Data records
>>>

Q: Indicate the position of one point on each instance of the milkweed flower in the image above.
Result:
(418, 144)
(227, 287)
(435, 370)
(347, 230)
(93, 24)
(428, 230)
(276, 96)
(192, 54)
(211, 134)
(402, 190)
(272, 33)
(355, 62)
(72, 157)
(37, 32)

<<<

Return each line of the data exactly as it was given.

| Answer to the problem |
Q: Indicate the position of one point on each instance of the milkweed flower in the image above.
Result:
(418, 144)
(227, 287)
(435, 370)
(347, 230)
(93, 24)
(428, 230)
(276, 96)
(192, 54)
(211, 134)
(402, 190)
(272, 33)
(355, 62)
(72, 157)
(37, 32)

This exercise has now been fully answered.